··· Extract to read ···

The Defence of Duress in Canadian Refugee Law
46 Pages Posted: 3 Feb 2015 Last revised: 11 Aug 2016
Date Written: January 1, 2016
The majority of refugees come from destabilized states and conflict zones where threats and fear are endemic, and immediate escape is not always possible. These environments may necessitate that a person commit crimes to prevent harm to themselves or third parties before they cross borders and seek international protection. Under Canada's current refugee regime, such persons may be prevented from accessing refugee protection and status on the basis of criminality. Doctrinal complexities concerning available defences and procedural incoherencies complicate Canada's refugee decision making and have the potential to perpetuate grave injustices against refugee claimants.

···

- _Required task_
Please pick up the abstract on the defence of duress in Canadian refugee law after its last sentence and continue it in the same voice.

··· Entries provided ···

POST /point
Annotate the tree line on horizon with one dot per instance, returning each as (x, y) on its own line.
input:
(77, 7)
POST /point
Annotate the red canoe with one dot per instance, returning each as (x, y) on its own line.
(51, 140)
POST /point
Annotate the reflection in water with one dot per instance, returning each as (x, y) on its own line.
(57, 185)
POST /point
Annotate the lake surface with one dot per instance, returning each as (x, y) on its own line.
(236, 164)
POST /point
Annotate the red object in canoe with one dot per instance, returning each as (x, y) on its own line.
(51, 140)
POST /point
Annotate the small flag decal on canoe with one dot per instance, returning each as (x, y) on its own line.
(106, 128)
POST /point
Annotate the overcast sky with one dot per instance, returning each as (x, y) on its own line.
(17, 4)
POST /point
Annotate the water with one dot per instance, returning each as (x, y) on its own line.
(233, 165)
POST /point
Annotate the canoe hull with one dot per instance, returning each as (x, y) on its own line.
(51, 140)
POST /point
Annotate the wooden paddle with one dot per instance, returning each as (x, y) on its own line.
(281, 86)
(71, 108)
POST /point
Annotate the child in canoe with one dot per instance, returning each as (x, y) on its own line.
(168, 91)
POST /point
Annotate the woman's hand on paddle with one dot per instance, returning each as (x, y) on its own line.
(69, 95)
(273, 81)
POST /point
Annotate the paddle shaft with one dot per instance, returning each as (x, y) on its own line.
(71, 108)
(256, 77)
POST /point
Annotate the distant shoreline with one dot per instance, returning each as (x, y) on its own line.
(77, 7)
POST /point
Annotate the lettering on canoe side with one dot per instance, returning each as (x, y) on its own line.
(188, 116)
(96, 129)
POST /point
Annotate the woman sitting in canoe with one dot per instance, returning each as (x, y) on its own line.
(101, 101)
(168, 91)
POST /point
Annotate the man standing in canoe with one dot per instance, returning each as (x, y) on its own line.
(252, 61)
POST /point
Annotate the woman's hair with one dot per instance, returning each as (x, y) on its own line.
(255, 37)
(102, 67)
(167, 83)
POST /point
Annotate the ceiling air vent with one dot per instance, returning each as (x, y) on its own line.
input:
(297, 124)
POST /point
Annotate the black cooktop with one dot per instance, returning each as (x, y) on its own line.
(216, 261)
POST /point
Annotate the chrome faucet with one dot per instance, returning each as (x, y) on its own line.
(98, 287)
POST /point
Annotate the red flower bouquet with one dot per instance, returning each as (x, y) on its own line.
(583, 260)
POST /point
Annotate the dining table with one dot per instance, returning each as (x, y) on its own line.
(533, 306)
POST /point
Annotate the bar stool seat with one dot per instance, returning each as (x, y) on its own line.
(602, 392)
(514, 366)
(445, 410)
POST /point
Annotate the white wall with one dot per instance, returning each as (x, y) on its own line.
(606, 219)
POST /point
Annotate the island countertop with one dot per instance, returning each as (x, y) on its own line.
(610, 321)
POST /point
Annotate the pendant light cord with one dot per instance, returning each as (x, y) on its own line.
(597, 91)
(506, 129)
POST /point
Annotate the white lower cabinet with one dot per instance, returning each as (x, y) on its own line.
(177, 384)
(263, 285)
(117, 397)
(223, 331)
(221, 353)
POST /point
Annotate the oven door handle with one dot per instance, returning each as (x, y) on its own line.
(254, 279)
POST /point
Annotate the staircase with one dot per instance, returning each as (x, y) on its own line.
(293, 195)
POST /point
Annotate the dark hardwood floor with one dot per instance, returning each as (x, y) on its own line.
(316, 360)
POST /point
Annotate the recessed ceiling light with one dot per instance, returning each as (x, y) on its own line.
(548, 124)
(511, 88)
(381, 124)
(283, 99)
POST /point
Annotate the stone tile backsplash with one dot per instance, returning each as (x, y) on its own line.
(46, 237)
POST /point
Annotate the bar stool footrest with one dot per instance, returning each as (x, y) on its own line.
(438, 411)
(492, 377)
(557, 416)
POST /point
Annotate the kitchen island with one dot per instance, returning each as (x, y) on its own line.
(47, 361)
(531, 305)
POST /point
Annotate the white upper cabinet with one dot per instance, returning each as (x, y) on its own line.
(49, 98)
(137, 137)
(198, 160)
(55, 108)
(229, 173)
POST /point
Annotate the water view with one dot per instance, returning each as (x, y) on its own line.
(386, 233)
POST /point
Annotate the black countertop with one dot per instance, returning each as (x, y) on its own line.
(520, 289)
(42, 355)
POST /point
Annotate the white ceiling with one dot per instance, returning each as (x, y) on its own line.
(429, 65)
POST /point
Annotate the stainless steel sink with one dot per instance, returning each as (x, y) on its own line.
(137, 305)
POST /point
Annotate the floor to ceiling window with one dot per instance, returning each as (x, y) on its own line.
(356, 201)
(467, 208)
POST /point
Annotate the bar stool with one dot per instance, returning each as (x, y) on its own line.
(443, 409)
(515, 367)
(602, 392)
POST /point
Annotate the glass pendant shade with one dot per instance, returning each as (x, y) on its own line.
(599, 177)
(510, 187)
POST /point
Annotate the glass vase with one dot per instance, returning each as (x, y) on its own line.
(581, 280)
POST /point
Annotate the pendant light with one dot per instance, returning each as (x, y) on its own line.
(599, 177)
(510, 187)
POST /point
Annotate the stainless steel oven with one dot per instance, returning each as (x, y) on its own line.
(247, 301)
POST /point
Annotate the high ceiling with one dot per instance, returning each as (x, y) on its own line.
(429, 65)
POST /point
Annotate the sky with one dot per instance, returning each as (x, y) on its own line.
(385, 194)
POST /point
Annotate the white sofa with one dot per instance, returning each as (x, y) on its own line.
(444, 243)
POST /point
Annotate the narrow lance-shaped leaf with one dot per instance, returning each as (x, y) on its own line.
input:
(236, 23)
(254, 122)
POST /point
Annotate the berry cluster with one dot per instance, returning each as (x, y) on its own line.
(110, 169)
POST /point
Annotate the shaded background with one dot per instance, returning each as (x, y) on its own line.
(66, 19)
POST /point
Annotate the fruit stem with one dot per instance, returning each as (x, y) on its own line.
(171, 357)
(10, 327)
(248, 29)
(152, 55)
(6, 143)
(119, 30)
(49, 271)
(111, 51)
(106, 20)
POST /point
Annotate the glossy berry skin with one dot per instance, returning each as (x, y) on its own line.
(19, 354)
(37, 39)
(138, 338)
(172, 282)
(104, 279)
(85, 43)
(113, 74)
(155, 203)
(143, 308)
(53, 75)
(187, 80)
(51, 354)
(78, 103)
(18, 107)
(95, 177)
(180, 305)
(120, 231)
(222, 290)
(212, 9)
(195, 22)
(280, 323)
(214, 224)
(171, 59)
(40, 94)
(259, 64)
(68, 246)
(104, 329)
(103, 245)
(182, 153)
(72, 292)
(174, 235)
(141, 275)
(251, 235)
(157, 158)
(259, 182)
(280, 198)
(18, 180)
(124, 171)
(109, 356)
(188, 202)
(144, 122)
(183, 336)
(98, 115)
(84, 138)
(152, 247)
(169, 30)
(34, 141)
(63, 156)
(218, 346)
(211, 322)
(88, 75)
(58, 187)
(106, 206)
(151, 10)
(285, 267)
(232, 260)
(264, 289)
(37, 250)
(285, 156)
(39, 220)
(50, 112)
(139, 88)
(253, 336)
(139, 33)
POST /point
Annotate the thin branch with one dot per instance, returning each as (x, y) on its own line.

···

- _Reply to the task_
The author argues that defences should be available in any refugee case where status is denied on the basis of criminality, and emphasizes the unique and enhanced role that defences should play in this context. Further, that current confusion about when and how defences ought to be applied by decision makers in Canada's refugee system must be resolved such that all exculpatory factors are fully and properly considered where criminality is alleged. Uncertainty over relevant sources of law underpins significant inconsistency in decision making and is problematic given important substantive differences between domestic and international criminal law. The article discusses the implications for the defence of duress in particular, given its relevance to many refugee claimants. The author identifies sources of law that must be considered by decision makers in refugee inadmissibility and exclusion cases, and specifies three aspects of the defence of duress that are critical in this context: temporal connection, implied threats and the modified objective standard.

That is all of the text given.